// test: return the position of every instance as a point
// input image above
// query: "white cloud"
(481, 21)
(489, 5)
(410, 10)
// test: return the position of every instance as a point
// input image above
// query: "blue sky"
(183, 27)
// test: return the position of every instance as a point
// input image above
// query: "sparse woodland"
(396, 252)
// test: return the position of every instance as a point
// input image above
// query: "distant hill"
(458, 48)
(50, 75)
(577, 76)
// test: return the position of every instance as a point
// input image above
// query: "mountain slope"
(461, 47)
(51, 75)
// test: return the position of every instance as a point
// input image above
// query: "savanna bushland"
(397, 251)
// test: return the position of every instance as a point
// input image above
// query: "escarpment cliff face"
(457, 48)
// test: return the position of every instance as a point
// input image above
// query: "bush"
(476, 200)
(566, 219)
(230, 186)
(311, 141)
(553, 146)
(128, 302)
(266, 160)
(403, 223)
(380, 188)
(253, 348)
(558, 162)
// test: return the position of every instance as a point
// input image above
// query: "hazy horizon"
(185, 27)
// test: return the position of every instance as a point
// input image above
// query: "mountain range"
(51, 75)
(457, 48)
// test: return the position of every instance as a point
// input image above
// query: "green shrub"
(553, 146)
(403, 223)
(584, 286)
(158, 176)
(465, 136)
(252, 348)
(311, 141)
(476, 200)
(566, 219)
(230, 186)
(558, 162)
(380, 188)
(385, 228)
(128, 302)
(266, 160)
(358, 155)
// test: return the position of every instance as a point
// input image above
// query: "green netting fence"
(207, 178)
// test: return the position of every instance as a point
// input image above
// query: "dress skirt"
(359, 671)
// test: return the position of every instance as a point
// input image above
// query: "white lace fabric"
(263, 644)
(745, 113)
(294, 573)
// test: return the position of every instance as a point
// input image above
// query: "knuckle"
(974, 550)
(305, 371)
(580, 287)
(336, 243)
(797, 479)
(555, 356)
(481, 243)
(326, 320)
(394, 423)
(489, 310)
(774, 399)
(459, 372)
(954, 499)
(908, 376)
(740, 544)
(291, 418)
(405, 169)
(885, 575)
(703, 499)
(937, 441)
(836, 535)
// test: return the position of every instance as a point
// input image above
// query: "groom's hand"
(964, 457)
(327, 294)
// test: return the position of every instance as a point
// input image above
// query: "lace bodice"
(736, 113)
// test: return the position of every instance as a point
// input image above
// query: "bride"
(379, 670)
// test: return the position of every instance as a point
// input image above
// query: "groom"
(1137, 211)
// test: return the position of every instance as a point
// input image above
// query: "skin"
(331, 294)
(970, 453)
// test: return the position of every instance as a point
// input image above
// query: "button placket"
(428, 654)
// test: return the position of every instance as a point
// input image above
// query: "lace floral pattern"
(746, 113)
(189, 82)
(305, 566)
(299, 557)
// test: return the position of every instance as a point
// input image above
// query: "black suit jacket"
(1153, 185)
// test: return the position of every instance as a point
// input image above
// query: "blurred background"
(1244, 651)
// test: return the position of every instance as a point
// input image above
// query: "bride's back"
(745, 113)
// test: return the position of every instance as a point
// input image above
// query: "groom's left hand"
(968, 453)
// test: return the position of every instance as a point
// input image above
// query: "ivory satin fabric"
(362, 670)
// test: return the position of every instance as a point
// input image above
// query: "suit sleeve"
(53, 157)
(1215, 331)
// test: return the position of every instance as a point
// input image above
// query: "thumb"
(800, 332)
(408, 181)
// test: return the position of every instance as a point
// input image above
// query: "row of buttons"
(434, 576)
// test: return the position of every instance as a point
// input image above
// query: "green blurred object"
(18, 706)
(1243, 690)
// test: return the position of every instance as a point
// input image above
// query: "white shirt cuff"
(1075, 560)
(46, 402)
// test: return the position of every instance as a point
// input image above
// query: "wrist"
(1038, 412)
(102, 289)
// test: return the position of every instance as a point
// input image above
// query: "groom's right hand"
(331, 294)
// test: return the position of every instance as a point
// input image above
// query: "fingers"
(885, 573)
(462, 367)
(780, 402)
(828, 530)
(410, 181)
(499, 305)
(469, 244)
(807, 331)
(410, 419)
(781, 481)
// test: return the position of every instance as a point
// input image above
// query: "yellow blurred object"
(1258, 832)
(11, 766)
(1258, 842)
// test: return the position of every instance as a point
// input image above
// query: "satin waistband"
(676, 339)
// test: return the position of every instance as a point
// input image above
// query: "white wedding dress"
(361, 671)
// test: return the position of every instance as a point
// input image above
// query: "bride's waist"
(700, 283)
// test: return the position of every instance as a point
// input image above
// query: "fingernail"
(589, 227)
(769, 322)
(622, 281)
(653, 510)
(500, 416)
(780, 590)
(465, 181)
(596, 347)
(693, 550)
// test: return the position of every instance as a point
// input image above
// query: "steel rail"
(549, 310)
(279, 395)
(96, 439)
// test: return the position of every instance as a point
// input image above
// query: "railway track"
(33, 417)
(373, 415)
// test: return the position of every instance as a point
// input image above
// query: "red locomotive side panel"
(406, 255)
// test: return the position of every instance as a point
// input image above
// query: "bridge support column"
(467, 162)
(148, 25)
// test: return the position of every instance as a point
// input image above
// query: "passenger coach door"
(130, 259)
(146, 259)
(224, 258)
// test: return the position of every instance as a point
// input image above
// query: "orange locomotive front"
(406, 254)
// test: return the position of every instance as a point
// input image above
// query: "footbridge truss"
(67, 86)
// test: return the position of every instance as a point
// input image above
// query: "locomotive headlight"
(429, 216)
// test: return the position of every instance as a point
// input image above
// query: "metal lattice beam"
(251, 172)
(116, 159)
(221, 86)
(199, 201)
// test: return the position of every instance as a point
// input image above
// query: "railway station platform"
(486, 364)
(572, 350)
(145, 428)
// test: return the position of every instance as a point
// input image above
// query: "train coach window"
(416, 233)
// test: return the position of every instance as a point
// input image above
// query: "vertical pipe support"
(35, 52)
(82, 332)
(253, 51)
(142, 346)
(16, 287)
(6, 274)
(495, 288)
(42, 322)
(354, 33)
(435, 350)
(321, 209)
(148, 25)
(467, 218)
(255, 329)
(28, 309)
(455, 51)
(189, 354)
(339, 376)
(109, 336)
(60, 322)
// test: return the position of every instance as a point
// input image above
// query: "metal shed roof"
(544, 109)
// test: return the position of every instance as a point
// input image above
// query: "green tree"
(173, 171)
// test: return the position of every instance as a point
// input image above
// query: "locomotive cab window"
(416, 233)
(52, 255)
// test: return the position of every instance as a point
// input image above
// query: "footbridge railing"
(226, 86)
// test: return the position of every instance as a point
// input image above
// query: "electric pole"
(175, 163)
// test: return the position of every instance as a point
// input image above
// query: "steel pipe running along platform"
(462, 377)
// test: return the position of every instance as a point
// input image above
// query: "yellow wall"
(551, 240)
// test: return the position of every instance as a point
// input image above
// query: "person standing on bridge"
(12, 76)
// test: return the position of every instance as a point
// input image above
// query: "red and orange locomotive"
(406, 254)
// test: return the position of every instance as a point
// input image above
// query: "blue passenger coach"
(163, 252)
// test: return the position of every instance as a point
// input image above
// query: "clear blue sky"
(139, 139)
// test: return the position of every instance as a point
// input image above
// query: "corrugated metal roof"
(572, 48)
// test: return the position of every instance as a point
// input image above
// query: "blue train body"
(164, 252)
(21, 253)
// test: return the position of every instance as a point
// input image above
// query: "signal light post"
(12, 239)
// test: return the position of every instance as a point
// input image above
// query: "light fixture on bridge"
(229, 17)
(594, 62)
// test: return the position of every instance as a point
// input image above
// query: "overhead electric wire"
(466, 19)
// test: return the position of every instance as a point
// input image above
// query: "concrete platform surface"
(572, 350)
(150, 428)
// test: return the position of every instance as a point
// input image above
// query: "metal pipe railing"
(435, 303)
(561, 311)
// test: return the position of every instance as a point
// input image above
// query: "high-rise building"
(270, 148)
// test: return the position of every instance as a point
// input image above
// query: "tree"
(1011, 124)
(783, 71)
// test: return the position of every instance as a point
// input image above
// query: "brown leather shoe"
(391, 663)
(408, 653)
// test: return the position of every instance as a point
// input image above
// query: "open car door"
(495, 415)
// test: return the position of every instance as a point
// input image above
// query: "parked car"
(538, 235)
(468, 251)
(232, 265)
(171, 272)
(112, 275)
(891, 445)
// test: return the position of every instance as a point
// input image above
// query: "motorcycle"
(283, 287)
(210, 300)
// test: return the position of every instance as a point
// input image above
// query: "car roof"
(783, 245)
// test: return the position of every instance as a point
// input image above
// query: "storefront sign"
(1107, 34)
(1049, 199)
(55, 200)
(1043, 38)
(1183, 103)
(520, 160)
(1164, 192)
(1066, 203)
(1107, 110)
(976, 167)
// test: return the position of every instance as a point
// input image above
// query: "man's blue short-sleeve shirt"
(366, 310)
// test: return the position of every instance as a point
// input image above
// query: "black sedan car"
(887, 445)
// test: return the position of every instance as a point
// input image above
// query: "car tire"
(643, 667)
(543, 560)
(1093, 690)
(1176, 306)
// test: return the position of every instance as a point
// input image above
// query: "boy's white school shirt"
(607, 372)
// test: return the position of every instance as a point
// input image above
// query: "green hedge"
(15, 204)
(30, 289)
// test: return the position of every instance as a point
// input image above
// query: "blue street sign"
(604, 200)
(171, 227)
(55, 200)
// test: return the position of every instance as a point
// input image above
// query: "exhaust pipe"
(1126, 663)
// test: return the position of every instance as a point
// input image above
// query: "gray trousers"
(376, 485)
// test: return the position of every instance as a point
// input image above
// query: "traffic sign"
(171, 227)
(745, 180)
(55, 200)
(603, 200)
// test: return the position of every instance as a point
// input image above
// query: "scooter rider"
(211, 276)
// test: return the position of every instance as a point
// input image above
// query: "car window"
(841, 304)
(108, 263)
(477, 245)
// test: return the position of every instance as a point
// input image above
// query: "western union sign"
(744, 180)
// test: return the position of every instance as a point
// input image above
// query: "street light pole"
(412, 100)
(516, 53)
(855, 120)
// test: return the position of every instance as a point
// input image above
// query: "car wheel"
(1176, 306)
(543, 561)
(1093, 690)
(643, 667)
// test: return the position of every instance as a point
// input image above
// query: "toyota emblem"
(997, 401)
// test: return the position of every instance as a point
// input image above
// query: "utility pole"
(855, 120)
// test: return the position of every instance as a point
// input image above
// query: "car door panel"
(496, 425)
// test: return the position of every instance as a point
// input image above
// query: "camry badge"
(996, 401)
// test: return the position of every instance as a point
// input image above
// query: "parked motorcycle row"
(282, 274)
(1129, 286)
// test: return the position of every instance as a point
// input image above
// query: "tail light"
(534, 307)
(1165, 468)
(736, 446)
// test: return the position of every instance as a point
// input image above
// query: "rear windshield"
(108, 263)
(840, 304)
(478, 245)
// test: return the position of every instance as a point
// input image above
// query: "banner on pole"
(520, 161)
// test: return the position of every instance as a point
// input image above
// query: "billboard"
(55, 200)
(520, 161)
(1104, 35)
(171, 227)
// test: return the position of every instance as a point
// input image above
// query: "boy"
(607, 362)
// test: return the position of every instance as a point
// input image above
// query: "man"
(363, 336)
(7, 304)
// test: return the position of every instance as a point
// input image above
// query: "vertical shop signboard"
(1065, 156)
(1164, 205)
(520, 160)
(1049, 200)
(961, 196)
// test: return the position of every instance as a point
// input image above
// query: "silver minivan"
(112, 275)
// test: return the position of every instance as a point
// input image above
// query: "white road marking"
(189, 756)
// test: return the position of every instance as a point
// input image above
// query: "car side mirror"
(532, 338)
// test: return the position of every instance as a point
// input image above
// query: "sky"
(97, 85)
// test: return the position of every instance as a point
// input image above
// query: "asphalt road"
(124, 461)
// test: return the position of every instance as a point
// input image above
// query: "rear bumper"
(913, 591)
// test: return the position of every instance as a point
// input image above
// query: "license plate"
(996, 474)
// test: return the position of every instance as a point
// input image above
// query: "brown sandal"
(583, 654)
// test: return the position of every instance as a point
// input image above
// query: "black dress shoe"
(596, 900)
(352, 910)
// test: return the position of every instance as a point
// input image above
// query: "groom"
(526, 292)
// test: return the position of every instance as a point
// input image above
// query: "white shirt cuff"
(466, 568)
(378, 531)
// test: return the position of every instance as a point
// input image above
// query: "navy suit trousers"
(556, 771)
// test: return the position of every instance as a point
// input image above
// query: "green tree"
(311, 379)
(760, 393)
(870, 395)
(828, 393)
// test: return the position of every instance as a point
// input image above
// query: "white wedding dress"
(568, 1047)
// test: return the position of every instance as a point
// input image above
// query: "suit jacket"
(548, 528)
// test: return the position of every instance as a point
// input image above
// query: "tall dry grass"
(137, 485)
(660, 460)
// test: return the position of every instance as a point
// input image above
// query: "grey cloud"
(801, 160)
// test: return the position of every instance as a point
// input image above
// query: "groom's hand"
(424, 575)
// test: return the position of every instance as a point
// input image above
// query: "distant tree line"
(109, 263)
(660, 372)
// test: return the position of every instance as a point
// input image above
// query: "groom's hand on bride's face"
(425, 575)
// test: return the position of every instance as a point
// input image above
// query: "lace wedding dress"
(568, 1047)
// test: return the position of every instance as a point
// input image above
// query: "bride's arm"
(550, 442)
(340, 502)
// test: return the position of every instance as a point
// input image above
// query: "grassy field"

PROMPT: Report every line of the records that contains the string "trousers", matching case exactly.

RESULT OF THE TASK:
// query: "gray trousers"
// query: "navy suit trousers"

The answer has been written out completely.